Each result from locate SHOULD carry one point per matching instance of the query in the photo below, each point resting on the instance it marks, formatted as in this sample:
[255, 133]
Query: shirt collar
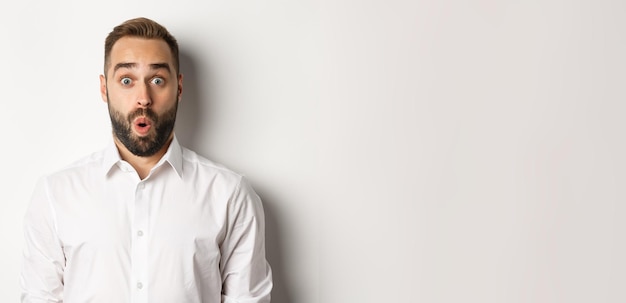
[173, 156]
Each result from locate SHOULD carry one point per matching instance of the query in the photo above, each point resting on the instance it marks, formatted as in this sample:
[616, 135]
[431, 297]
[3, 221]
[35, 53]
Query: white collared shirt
[192, 231]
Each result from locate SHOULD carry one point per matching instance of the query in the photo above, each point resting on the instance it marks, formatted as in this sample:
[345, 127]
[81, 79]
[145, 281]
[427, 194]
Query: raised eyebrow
[165, 66]
[124, 65]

▸ **Your assignment**: Without the pictures, please output every record exactly.

▸ **Response to the exercise**:
Each result from locate SHOULD carry one point per matching instance of the query in the photo below, each point resting on the instance it marks, formatted as in this sample:
[255, 133]
Query: shirt collar
[173, 156]
Each result from locate SHOULD carry one point per matching instance of the query in the photo above, each point resting on the instance it marks, formatted as in this sample:
[616, 135]
[431, 297]
[3, 221]
[35, 53]
Query: white collared shirt
[192, 231]
Each result from locate SHOULD carry one point per matching instance of the query in the photo above, each point resting on the instance it marks, formatted as in this sample:
[345, 127]
[81, 79]
[145, 281]
[427, 194]
Query: raised eyebrow
[165, 66]
[124, 65]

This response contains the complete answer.